┌─ Excerpt provided

How would you describe the Spiritual Atmosphere of St. James?
There’s all this legacy and you can feel it, really, when you go into the worship space. There are these echoes of nurturing, and welcome and invitation and love, that really permeates the fibers of the pews and the walls of the church and the altar, which was installed in 1910 by Henry Mason, who built it, and it was dedicated in that year. So there are all these really wonderful reminders of a distant past, but it’s not so distant that we don’t still feel connected to it.
What we are trying to do to honor that legacy of Eucharistic and congregational blessing is to continue that history and legacy of welcome. Everyone really who comes to me, and has decided to join St. James over the last 10 or 11 years, they just feel welcome here. They felt like this was home for them spiritually, and they were seeking, they were looking, and they found a home here because they felt that blessing of welcome here. It’s a really welcoming church physically and spiritually. That’s a legacy that was established long before I came here. It’s one that we want to continue to honor by the way that we conduct ourselves and the way that we open ourselves up to the people who come to us.
Can you just tell me a little bit about the welcoming energy of your church? Like if you had to put it into words, what aspects about your church, make it both physically and spiritually welcoming?
Physically, it feels like a welcoming place, which I know is hard to describe. But I came here from serving as an associate at a large, brand new worship space in Columbia, South Carolina, and kind of pristine, stained glass filled church that was beautiful acoustically, and just a physically beautiful church. I quickly discovered that this very simple New England style Episcopal Church just had a physical warmth that you feel when you come into the worship space. All the dark wood, and the carved very simple, detail to the lectern, and the pulpit, and the altar, and all of it has a very kind of homey sort of feel to it, a personal feel. So is there is that welcome that you feel from the physical space when you come into it. I believe we’ve worked really hard over the years, and certainly, since I came here, to be a church of noticing, so we notice people andsayings; so when people come into our space, we kind of gravitate toward them. I’d like to think in the best possible sense not overwhelming them, but noticing that they’re they that they’re here.

└─
┌─ The data

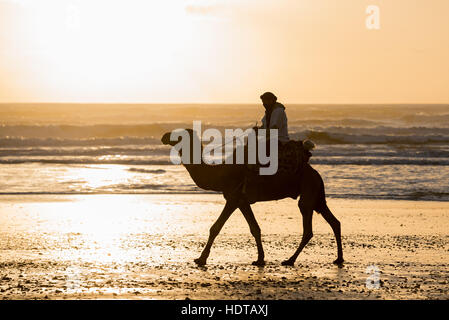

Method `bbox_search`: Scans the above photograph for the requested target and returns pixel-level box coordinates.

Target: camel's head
[161,129,197,146]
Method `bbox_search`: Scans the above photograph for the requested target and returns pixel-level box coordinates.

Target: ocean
[0,103,449,201]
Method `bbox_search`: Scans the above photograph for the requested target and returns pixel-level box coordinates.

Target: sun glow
[11,0,194,101]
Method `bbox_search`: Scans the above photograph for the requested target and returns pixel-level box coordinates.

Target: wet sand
[0,194,449,299]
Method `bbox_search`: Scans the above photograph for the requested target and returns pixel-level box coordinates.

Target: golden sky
[0,0,449,103]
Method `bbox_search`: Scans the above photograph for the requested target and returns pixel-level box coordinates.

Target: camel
[161,129,344,266]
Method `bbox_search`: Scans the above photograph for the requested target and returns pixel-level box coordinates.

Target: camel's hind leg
[282,199,313,266]
[194,201,237,266]
[319,205,344,264]
[239,202,265,266]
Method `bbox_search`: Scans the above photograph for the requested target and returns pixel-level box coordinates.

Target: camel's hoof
[281,259,295,267]
[251,260,266,267]
[333,258,345,266]
[193,258,206,266]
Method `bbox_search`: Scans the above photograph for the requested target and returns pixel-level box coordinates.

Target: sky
[0,0,449,103]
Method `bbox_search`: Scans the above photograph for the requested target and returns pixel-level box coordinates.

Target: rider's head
[260,92,278,109]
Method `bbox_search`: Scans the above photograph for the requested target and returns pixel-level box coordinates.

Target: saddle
[247,140,314,176]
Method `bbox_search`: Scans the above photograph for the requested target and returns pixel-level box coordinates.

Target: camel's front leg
[282,202,313,266]
[194,201,237,266]
[239,203,265,266]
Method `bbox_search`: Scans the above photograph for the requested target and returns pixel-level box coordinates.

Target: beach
[0,194,449,300]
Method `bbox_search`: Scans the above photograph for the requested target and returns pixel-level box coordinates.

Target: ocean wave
[292,130,449,144]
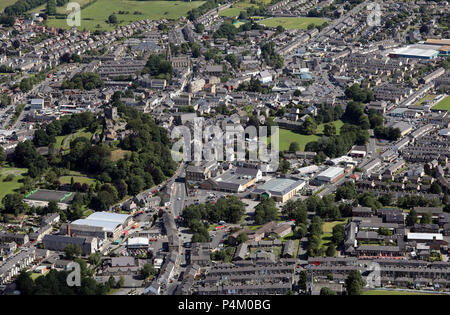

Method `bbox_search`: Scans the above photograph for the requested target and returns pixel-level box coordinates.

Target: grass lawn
[0,167,28,202]
[259,17,327,30]
[55,136,66,149]
[414,94,436,106]
[0,0,17,12]
[27,0,95,14]
[268,120,344,151]
[363,290,435,295]
[316,120,344,136]
[111,149,130,162]
[322,221,345,233]
[269,128,319,151]
[47,0,204,31]
[219,0,270,17]
[431,95,450,110]
[59,176,95,185]
[320,233,333,247]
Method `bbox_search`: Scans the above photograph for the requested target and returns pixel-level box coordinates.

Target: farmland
[47,0,204,31]
[259,17,327,30]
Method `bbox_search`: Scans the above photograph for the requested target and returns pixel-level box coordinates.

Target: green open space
[268,120,344,151]
[27,0,95,14]
[414,94,436,106]
[47,0,204,31]
[431,95,450,110]
[259,17,327,30]
[219,0,271,17]
[0,167,28,202]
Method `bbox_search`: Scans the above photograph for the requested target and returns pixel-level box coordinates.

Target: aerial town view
[0,0,450,304]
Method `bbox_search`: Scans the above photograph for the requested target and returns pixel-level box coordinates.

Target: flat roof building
[389,46,439,59]
[316,167,344,183]
[72,212,132,238]
[252,178,305,202]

└─

Instructions —
(1) From the interview about St. James, list the parts and furnishings of the St. James church building that are named.
(2) Please switch "photograph" to "image" in the records. Begin at the first line of the records and stop after the line that contains "[260,92,278,109]". Give back only those lines, and leave out the pictures.

Problem solutions —
(1) pews, walls, altar, lectern, pulpit

(2)
Method `bbox_search`: Scans the above image for the requested target and returns pixel-level box coordinates.

Target: camel's head
[161,129,197,146]
Method `bbox_search`: Scans the above image for the requested target and returns pixel-level box coordinates.

Target: ocean
[0,103,449,201]
Method `bbox_search`: Scans the above image for the requested target and returns pixel-level box coordinates.

Target: sun glow
[11,0,194,101]
Method `bbox_search`: Scans the above image for the requested target and returns pixel-level box coordinates.

Target: wet sand
[0,194,449,299]
Method `bbox_search`: Scans the above image for the requested target and returns pixel-level box coordinates.

Target: golden sky
[0,0,449,103]
Method `bbox_search`: Scans the above image for the requested target and returns pixel-level box coordinates.

Target: camel
[161,129,344,266]
Method `bbox_search`: Scans the above image for the requested target and returns pixel-level box coordinates.

Target: camel's hind leg
[282,199,313,266]
[194,201,237,266]
[319,205,344,264]
[239,202,265,266]
Method `bbox_search`: Scans the above image for the requested target and returns pixel-level box coordinates.

Target: camel's hoof
[281,259,295,267]
[251,260,266,267]
[333,258,345,266]
[193,258,206,266]
Method `bbox_search`: Scans the above image for the requested target and returns pixel-level box coordinates.

Target: sky
[0,0,449,103]
Method `bbox_search`: Scans the above image for the requested target and returns pixel-level box coordinates.

Target: rider's head
[260,92,278,109]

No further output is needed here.